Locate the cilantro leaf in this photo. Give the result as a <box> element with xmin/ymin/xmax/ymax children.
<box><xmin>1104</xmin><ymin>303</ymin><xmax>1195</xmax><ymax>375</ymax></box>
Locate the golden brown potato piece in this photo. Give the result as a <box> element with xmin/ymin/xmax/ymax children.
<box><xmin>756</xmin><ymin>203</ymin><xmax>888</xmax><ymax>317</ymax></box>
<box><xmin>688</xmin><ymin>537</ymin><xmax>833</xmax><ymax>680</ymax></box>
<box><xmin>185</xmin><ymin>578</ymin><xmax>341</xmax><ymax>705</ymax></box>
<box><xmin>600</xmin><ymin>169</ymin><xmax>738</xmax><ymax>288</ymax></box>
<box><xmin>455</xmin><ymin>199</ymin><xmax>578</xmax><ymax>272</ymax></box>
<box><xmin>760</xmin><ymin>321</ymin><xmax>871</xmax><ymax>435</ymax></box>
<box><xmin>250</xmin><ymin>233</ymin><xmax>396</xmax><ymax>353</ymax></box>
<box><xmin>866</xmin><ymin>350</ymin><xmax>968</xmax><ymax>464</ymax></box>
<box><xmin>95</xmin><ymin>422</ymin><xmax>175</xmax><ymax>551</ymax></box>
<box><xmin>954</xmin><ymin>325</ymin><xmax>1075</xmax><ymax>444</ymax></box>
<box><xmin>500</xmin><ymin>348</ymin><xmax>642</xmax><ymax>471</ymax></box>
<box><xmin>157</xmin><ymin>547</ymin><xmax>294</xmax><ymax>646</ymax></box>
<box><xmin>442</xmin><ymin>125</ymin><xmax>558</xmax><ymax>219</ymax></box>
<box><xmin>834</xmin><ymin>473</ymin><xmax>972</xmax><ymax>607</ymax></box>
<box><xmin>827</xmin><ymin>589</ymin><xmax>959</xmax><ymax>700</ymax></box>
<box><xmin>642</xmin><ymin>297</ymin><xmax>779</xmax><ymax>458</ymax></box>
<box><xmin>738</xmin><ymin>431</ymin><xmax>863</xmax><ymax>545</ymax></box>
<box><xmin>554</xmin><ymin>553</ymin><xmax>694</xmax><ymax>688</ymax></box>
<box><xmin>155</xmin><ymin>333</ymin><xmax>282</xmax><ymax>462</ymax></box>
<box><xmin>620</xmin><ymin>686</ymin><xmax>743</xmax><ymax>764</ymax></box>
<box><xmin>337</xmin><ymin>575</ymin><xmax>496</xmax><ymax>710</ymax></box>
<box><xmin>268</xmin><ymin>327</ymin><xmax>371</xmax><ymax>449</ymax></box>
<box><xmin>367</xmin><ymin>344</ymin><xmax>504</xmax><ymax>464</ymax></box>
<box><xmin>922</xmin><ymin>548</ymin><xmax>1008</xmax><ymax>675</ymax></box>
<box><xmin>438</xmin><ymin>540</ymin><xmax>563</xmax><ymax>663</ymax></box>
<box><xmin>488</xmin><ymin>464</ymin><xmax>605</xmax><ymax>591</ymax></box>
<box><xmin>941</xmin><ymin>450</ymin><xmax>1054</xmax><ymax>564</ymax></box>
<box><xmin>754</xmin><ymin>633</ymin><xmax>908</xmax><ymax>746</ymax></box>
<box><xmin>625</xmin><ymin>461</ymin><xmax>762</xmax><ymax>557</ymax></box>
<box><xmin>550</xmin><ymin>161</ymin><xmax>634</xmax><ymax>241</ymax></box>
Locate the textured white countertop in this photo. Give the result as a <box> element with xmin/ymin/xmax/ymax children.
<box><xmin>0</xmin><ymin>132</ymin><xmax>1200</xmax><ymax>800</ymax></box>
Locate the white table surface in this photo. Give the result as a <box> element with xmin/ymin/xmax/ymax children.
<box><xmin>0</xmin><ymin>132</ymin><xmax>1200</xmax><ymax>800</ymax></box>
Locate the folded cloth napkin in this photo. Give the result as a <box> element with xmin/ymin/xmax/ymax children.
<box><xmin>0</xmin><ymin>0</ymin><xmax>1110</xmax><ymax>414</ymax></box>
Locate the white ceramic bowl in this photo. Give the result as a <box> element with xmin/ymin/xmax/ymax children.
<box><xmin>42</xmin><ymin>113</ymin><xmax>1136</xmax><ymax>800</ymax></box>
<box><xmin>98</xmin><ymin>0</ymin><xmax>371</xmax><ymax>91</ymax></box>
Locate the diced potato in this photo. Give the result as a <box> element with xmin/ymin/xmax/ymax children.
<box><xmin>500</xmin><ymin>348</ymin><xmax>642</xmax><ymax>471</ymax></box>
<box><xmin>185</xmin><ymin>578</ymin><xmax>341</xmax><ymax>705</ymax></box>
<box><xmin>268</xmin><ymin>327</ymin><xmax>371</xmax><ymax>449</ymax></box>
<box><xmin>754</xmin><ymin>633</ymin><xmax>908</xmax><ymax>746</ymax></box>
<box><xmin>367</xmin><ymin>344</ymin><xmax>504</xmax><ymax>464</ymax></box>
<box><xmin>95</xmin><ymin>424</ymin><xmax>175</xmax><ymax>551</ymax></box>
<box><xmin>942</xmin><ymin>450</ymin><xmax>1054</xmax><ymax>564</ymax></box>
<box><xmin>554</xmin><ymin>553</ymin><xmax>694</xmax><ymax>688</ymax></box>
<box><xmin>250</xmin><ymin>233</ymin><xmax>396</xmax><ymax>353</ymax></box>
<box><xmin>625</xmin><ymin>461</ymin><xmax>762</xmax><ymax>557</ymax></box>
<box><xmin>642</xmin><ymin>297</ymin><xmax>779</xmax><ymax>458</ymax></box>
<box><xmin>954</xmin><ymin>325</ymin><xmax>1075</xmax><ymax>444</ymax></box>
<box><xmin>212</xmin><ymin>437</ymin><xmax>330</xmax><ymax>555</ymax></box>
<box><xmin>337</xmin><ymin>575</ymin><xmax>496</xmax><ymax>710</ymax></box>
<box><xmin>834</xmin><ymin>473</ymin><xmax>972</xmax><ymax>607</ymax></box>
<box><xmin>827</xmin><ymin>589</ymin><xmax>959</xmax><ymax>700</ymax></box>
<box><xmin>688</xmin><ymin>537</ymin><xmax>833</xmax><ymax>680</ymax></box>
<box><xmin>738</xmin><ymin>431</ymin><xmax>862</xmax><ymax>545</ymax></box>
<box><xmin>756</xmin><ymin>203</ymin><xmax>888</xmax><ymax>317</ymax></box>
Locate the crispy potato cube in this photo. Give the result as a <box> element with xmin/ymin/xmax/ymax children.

== == ==

▶ SET PROBLEM
Produce an exact copy of the whole listing.

▶ FINAL RESULT
Locate the cilantro leaf in this photo. Give the result as a <box> element with xmin/ymin/xmax/ymax children.
<box><xmin>1104</xmin><ymin>303</ymin><xmax>1195</xmax><ymax>375</ymax></box>
Locate the golden brown potato piece in this photo. Give the result as a <box> element with xmin/ymin/xmax/ymax children.
<box><xmin>756</xmin><ymin>203</ymin><xmax>888</xmax><ymax>317</ymax></box>
<box><xmin>688</xmin><ymin>537</ymin><xmax>833</xmax><ymax>680</ymax></box>
<box><xmin>185</xmin><ymin>578</ymin><xmax>341</xmax><ymax>705</ymax></box>
<box><xmin>600</xmin><ymin>169</ymin><xmax>738</xmax><ymax>288</ymax></box>
<box><xmin>455</xmin><ymin>199</ymin><xmax>578</xmax><ymax>272</ymax></box>
<box><xmin>760</xmin><ymin>321</ymin><xmax>871</xmax><ymax>435</ymax></box>
<box><xmin>250</xmin><ymin>233</ymin><xmax>396</xmax><ymax>353</ymax></box>
<box><xmin>866</xmin><ymin>350</ymin><xmax>968</xmax><ymax>464</ymax></box>
<box><xmin>95</xmin><ymin>422</ymin><xmax>175</xmax><ymax>551</ymax></box>
<box><xmin>954</xmin><ymin>325</ymin><xmax>1075</xmax><ymax>444</ymax></box>
<box><xmin>500</xmin><ymin>348</ymin><xmax>642</xmax><ymax>471</ymax></box>
<box><xmin>157</xmin><ymin>547</ymin><xmax>294</xmax><ymax>646</ymax></box>
<box><xmin>442</xmin><ymin>125</ymin><xmax>558</xmax><ymax>219</ymax></box>
<box><xmin>834</xmin><ymin>473</ymin><xmax>972</xmax><ymax>607</ymax></box>
<box><xmin>827</xmin><ymin>589</ymin><xmax>959</xmax><ymax>700</ymax></box>
<box><xmin>642</xmin><ymin>297</ymin><xmax>779</xmax><ymax>458</ymax></box>
<box><xmin>738</xmin><ymin>431</ymin><xmax>863</xmax><ymax>545</ymax></box>
<box><xmin>554</xmin><ymin>553</ymin><xmax>694</xmax><ymax>688</ymax></box>
<box><xmin>155</xmin><ymin>333</ymin><xmax>282</xmax><ymax>462</ymax></box>
<box><xmin>620</xmin><ymin>686</ymin><xmax>743</xmax><ymax>764</ymax></box>
<box><xmin>337</xmin><ymin>575</ymin><xmax>496</xmax><ymax>710</ymax></box>
<box><xmin>268</xmin><ymin>327</ymin><xmax>371</xmax><ymax>449</ymax></box>
<box><xmin>367</xmin><ymin>344</ymin><xmax>504</xmax><ymax>464</ymax></box>
<box><xmin>922</xmin><ymin>548</ymin><xmax>1008</xmax><ymax>675</ymax></box>
<box><xmin>438</xmin><ymin>540</ymin><xmax>563</xmax><ymax>663</ymax></box>
<box><xmin>488</xmin><ymin>464</ymin><xmax>605</xmax><ymax>591</ymax></box>
<box><xmin>941</xmin><ymin>450</ymin><xmax>1054</xmax><ymax>564</ymax></box>
<box><xmin>754</xmin><ymin>633</ymin><xmax>908</xmax><ymax>746</ymax></box>
<box><xmin>625</xmin><ymin>461</ymin><xmax>762</xmax><ymax>557</ymax></box>
<box><xmin>550</xmin><ymin>161</ymin><xmax>634</xmax><ymax>241</ymax></box>
Locate the textured white countertop in this photo. Give the result as a <box> element with xmin/ymin/xmax/ymax children.
<box><xmin>0</xmin><ymin>132</ymin><xmax>1200</xmax><ymax>800</ymax></box>
Locate the white table surface in this photo. Give the result as a <box> element with xmin/ymin/xmax/ymax children.
<box><xmin>0</xmin><ymin>132</ymin><xmax>1200</xmax><ymax>800</ymax></box>
Locate the folded cloth napkin in this photo. Give the result as a <box> element with xmin/ymin/xmax/ymax children.
<box><xmin>0</xmin><ymin>0</ymin><xmax>1110</xmax><ymax>414</ymax></box>
Locate the white ceramic bowl in this photo. Give the result as a <box> element with xmin/ymin/xmax/ymax children.
<box><xmin>42</xmin><ymin>113</ymin><xmax>1136</xmax><ymax>800</ymax></box>
<box><xmin>98</xmin><ymin>0</ymin><xmax>371</xmax><ymax>91</ymax></box>
Locate the diced potato in this photo. Give the result as a <box> element with xmin/ymin/xmax/ymax children.
<box><xmin>500</xmin><ymin>348</ymin><xmax>642</xmax><ymax>471</ymax></box>
<box><xmin>185</xmin><ymin>578</ymin><xmax>341</xmax><ymax>705</ymax></box>
<box><xmin>268</xmin><ymin>327</ymin><xmax>371</xmax><ymax>449</ymax></box>
<box><xmin>754</xmin><ymin>633</ymin><xmax>908</xmax><ymax>746</ymax></box>
<box><xmin>367</xmin><ymin>344</ymin><xmax>504</xmax><ymax>464</ymax></box>
<box><xmin>95</xmin><ymin>424</ymin><xmax>175</xmax><ymax>551</ymax></box>
<box><xmin>942</xmin><ymin>450</ymin><xmax>1054</xmax><ymax>564</ymax></box>
<box><xmin>554</xmin><ymin>553</ymin><xmax>694</xmax><ymax>688</ymax></box>
<box><xmin>250</xmin><ymin>233</ymin><xmax>396</xmax><ymax>353</ymax></box>
<box><xmin>625</xmin><ymin>461</ymin><xmax>762</xmax><ymax>557</ymax></box>
<box><xmin>642</xmin><ymin>297</ymin><xmax>779</xmax><ymax>458</ymax></box>
<box><xmin>954</xmin><ymin>325</ymin><xmax>1075</xmax><ymax>444</ymax></box>
<box><xmin>212</xmin><ymin>437</ymin><xmax>330</xmax><ymax>555</ymax></box>
<box><xmin>337</xmin><ymin>575</ymin><xmax>496</xmax><ymax>710</ymax></box>
<box><xmin>834</xmin><ymin>473</ymin><xmax>972</xmax><ymax>607</ymax></box>
<box><xmin>827</xmin><ymin>589</ymin><xmax>959</xmax><ymax>700</ymax></box>
<box><xmin>688</xmin><ymin>537</ymin><xmax>833</xmax><ymax>680</ymax></box>
<box><xmin>738</xmin><ymin>431</ymin><xmax>862</xmax><ymax>545</ymax></box>
<box><xmin>756</xmin><ymin>203</ymin><xmax>888</xmax><ymax>317</ymax></box>
Locate the crispy potato cube in this photo. Give the result as a <box> element with xmin/ymin/xmax/ymax children.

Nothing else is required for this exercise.